Data for analysis:
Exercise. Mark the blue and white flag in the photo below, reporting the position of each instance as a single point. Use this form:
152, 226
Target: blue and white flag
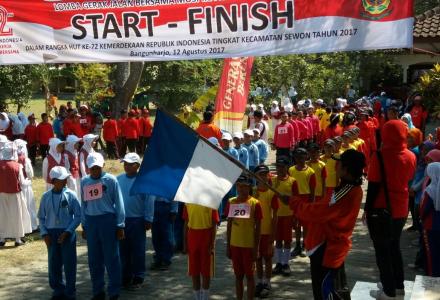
179, 165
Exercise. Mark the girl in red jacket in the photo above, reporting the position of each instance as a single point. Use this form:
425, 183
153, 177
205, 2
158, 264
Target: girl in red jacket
330, 228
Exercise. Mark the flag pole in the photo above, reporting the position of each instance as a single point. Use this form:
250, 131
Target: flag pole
224, 154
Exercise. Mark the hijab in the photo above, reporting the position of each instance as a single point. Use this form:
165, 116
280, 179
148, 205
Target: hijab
53, 144
433, 189
24, 120
88, 140
4, 123
408, 120
434, 155
417, 136
9, 152
394, 135
71, 140
21, 147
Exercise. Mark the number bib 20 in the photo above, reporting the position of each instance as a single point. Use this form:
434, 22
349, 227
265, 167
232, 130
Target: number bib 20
93, 192
242, 211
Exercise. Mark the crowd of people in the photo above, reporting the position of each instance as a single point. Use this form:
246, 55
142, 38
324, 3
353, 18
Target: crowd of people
323, 153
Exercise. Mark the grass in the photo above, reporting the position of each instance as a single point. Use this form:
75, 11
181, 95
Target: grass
35, 106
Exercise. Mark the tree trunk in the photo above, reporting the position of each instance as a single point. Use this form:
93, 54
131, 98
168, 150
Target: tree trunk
128, 75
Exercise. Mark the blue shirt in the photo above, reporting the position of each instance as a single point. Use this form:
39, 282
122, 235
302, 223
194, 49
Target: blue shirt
174, 204
232, 152
110, 203
136, 206
254, 158
243, 156
59, 211
263, 149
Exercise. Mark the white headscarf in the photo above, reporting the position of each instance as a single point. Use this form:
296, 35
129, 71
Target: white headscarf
71, 140
21, 147
17, 126
53, 144
4, 124
433, 189
9, 152
24, 120
88, 139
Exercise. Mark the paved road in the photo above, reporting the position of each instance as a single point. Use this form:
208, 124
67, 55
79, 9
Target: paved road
30, 281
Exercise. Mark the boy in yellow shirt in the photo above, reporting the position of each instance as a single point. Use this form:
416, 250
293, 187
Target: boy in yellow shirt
306, 181
243, 236
320, 170
286, 185
199, 240
269, 205
331, 181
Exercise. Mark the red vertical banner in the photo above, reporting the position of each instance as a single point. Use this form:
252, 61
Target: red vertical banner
232, 94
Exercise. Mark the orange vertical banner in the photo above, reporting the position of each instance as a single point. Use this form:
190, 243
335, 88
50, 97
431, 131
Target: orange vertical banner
233, 92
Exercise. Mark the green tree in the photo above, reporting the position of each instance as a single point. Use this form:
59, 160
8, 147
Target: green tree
176, 83
93, 82
420, 6
16, 85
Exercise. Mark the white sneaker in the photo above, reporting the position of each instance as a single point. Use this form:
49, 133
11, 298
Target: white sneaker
399, 292
380, 295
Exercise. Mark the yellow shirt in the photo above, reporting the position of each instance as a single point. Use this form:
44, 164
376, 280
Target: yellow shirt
358, 144
330, 166
268, 203
199, 217
318, 169
343, 149
325, 120
303, 178
242, 231
285, 188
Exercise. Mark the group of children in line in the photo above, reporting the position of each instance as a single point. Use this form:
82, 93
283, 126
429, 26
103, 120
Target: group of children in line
131, 131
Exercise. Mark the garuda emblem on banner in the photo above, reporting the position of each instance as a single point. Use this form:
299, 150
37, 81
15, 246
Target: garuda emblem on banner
376, 9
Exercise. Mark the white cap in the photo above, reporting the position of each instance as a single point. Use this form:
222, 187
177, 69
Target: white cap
227, 136
213, 141
248, 132
131, 158
90, 136
59, 172
95, 159
237, 135
72, 139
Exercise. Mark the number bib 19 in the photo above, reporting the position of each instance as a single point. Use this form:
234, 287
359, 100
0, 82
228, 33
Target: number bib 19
93, 192
242, 211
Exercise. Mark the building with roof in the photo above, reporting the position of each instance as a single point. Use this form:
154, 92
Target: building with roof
426, 49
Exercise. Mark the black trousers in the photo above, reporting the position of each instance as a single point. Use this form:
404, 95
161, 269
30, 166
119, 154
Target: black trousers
111, 150
388, 256
283, 152
327, 283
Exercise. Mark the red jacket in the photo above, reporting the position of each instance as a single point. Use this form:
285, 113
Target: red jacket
145, 127
284, 136
332, 224
131, 129
44, 133
30, 133
110, 130
400, 166
121, 127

Task prompt: Set the pictures aside and transcribe the data above exactly.

Exercise answer:
Exercise. Mark the blue and white flag in the photo below, reporting the position of each instance as a single point. Use this form:
152, 226
Target: blue and white flag
179, 165
Exercise. Mark the girl in red jacket in the photo above, reporting the position of each instance as a single point. Use this form:
425, 183
153, 177
205, 2
158, 264
Target: girl in red jacket
330, 228
Exercise. Mark the flag pole in the photo above, reporting the position of each instance as a single point. Use this form:
250, 131
Target: flag pole
224, 154
Exercise. Mark the hijab in the photo above, reporting the position of each instance as a single point. Use this form:
165, 116
280, 179
148, 205
Target: hijab
53, 144
433, 189
24, 120
88, 140
4, 123
408, 120
434, 155
417, 136
9, 152
394, 135
71, 140
21, 147
Exercise. Mark the number bib 20 in the photo above, reporting the position of each instance as a single point. Use this form:
434, 22
349, 227
265, 167
232, 130
Target: number bib 20
93, 192
242, 211
Exercise. Mark the crowd of people in the photo above, reporting the position of each instance as a single point. Use this form:
246, 55
142, 38
324, 3
353, 18
Target: crowd of people
323, 153
Exercise. Mark the grass in the photo above, reporting the position of each instance as a single point. Use this form:
75, 11
181, 95
Target: grass
35, 106
Exercise. Mark the tree trunk in the photo above, reporting the position of each instance as a single point. Use this form:
93, 54
131, 98
168, 150
Target: tree trunk
128, 75
Exercise. Mark the blue shirt in the photo above, reporting the position of each instance as a single point. Use this form:
39, 282
122, 235
302, 223
194, 49
Target: blue shirt
174, 204
232, 152
110, 203
136, 206
254, 158
243, 156
59, 211
263, 149
Exercise. Mark the white headscarf in the photo above, reporting the position of each instance as a single point. Use this form:
296, 35
129, 71
Target: white headscarf
71, 140
21, 147
17, 126
53, 144
4, 124
433, 189
9, 152
24, 120
88, 139
Exercise. Mark the paved road in the photo above, reporting the position of each instance as a single point. Use this form:
208, 124
67, 55
79, 9
Target: paved road
30, 281
Exercise. Mark the boy in yellow shirt in the photo above, reporting the position of each instance as a single point. Use this form:
416, 250
293, 187
Target: boy in yellow shirt
306, 181
243, 236
320, 170
286, 185
199, 240
269, 205
331, 181
Exercise. Mark the red vertical banner in the photo above, reporting the position of each instance as a single point. Use this form:
252, 61
Target: red vertical banner
232, 94
Exercise. Mark the orange vertical banner in the photo above, reporting the position of each instance as a single point. Use this form:
190, 243
335, 88
50, 97
431, 131
Target: orange vertical banner
233, 92
Exercise. Mark the green tree in the photo above, reporting the position of each instance as a single point. Use this form:
59, 160
8, 147
Target: green tree
176, 83
93, 82
420, 6
16, 85
Exercise. Mark the white sneaker in the photo above, reporting the position of each instance as a single point. Use this form:
49, 133
11, 298
Target: white sneaker
399, 292
380, 295
Exercise. Mark the yellow shirt in the photo above, reporting the position of each instance as a single point. Use this form:
44, 164
376, 280
Target: yellow shirt
358, 144
330, 166
268, 203
199, 217
318, 169
343, 149
325, 120
303, 178
242, 231
285, 188
Exercise. Mark the group of children in line in the photo above, reporting the position of each instance as a single point. Use this form:
82, 93
283, 126
429, 26
103, 120
Target: group of children in line
131, 131
Exercise. Mark the garuda emblem on banner in the photo above, reporting the position of each instance as a single point. Use this form:
299, 150
37, 81
15, 246
Target: garuda emblem on banner
376, 9
Exercise. Mark the white cap in the photo above, reporting the position of each instance as a single point. Use this form:
222, 187
177, 69
Target: white cap
227, 136
213, 141
248, 132
131, 158
90, 136
59, 172
95, 159
237, 135
72, 139
Exercise. Mark the number bib 19 in the photo above, reporting the position of each instance as a single point. Use this form:
234, 287
359, 100
0, 82
228, 33
Target: number bib 19
93, 192
242, 211
Exercise. Mark the building with roof in the photo above, reporting the position of each instance as a single point. Use this form:
154, 92
Target: building with roof
426, 49
Exercise. Mark the black trousers in the photo above, reporting the position of each instance as a single point. Use this form:
404, 95
161, 269
30, 166
119, 154
Target: black trousers
111, 150
388, 256
283, 152
327, 283
Exercise. Mark the red jacket in the photo above, reporting the position of each instance as a single point. Use this form:
285, 113
Target: red jacket
145, 127
284, 136
332, 224
131, 129
44, 133
30, 133
110, 130
400, 166
121, 127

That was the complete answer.